Critical Accounting Policies
In presenting our financial statements in conformity with generally accepted accounting principles, we are required to make estimates and assumptions that affect the amounts reported therein. Several of the estimates and assumptions we are required to make relate to matters that are inherently uncertain as they pertain to future events. However, events that are outside of our control cannot be predicted and, as such, they cannot be contemplated in evaluating such estimates and assumptions. If there is a significant unfavorable change to current conditions, it could result in a material adverse impact to our combined results of operations, financial position and liquidity. We believe that the estimates and assumptions we used when preparing our financial statements were the most appropriate at that time.
These Condensed Consolidated Financial Statements should be read in conjunction with the Consolidated Financial Statements included in the Annual Report on Form 10-K for the year ended December 31, 2011, which includes a description of our critical accounting policies that involve subjective and complex judgments that could potentially affect reported results.
Recently Adopted Accounting Pronouncements
See Note 1 of the Notes to the Condensed Consolidated Financial Statements for a discussion of recently adopted accounting pronouncements.
Item 3.    Quantitative and Qualitative Disclosures about Market Risks.
Our principal market exposure is interest rate risk. At September 30, 2012, our primary interest rate exposure was to interest rate fluctuations in the United States, specifically LIBOR, due to its impact on our variable rate borrowings. Due to our senior secured credit facility which is benchmarked to U.S. LIBOR, this rate will be the primary market risk exposure for the foreseeable future. We do not have significant exposure to foreign currency risk nor do we expect to have significant exposure to foreign currency risk in the foreseeable future.
We assess our market risk based on changes in interest rates utilizing a sensitivity analysis. The sensitivity analysis measures the potential impact on earnings, fair values and cash flows based on a hypothetical 10% change (increase and decrease) in interest rates. In performing the sensitivity analysis, we are required to make assumptions regarding the fair values of relocation receivables and advances and securitization borrowings, which approximate their carrying values due to the short-term nature of these items. We believe our interest rate risk is further mitigated as the rate we incur on our securitization borrowings and the rate we earn on relocation receivables and advances are based on similar variable indices.

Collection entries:

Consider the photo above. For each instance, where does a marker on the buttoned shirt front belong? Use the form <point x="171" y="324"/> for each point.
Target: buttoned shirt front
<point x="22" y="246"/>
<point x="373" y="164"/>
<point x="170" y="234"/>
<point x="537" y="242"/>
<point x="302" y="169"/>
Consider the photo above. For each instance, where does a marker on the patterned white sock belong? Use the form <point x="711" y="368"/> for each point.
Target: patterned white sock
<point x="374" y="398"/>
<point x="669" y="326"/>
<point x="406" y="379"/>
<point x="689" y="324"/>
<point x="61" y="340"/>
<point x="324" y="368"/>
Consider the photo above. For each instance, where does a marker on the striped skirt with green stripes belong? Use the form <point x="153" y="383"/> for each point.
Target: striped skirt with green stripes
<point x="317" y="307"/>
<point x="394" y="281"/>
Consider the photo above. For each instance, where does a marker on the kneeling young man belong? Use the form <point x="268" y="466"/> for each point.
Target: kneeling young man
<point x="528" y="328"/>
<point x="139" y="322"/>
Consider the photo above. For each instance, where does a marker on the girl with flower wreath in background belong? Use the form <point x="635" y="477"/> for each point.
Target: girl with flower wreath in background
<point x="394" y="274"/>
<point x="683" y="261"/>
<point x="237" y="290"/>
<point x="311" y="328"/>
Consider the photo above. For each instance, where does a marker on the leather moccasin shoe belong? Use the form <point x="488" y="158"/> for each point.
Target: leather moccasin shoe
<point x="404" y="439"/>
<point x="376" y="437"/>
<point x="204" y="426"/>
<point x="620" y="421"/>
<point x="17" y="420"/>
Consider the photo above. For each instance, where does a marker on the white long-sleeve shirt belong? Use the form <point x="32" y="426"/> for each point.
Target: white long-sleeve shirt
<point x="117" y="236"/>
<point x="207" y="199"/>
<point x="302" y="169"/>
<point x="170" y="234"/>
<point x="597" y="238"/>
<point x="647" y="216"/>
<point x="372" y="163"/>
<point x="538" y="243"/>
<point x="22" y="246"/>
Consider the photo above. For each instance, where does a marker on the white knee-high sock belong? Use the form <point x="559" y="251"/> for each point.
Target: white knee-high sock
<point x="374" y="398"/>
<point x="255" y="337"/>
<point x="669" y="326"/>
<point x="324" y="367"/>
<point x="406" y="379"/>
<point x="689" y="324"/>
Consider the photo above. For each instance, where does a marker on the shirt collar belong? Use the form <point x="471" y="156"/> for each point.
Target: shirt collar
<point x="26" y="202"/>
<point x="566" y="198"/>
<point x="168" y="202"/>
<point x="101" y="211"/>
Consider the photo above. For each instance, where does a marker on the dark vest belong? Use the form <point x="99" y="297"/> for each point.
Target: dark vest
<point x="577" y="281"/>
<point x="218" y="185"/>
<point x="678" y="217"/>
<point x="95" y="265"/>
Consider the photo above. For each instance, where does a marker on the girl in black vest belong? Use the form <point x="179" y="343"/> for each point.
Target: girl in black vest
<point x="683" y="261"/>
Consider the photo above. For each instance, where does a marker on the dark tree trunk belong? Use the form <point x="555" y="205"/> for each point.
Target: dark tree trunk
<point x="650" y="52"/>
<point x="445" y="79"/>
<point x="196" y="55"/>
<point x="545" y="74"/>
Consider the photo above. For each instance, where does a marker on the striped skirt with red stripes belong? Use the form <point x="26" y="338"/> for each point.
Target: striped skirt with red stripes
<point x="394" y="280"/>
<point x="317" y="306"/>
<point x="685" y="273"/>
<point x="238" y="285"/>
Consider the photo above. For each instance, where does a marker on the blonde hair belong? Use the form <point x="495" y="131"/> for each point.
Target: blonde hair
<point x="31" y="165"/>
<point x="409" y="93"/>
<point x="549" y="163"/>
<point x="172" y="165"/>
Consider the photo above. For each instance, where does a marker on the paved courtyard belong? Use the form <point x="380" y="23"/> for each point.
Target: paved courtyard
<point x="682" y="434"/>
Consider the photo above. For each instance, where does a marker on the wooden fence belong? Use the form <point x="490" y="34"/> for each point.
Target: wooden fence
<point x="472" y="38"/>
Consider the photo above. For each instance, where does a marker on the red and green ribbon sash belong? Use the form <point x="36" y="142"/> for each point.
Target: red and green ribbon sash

The tasks:
1: According to the provided passage, what is the principal market exposure?
2: Format the entries from the line containing "red stripes belong?" through the last line of the entries as a JSON list of strings, one string per line, leaving out blank lines.

Responses in order:
1: Interest rate risk.

2:
[
  "Consider the photo above. For each instance, where does a marker on the striped skirt with red stripes belong? Use the form <point x=\"26\" y=\"338\"/> for each point.",
  "Target: striped skirt with red stripes",
  "<point x=\"394\" y=\"280\"/>",
  "<point x=\"317\" y=\"306\"/>",
  "<point x=\"685\" y=\"273\"/>",
  "<point x=\"238\" y=\"285\"/>",
  "Consider the photo above. For each instance, where does a marker on the blonde hair belong? Use the form <point x=\"495\" y=\"131\"/> for each point.",
  "Target: blonde hair",
  "<point x=\"31\" y=\"165\"/>",
  "<point x=\"409\" y=\"93\"/>",
  "<point x=\"549\" y=\"163\"/>",
  "<point x=\"172\" y=\"165\"/>",
  "Consider the photo above. For each instance, where does a marker on the paved courtyard belong? Use the form <point x=\"380\" y=\"23\"/> for each point.",
  "Target: paved courtyard",
  "<point x=\"682\" y=\"434\"/>",
  "Consider the photo above. For each instance, where does a marker on the wooden fence belong? Use the form <point x=\"490\" y=\"34\"/> for each point.",
  "Target: wooden fence",
  "<point x=\"472\" y=\"38\"/>",
  "Consider the photo above. For each instance, where does a marker on the red and green ribbon sash belong? Use the form <point x=\"36\" y=\"142\"/> for each point.",
  "Target: red and green ribbon sash"
]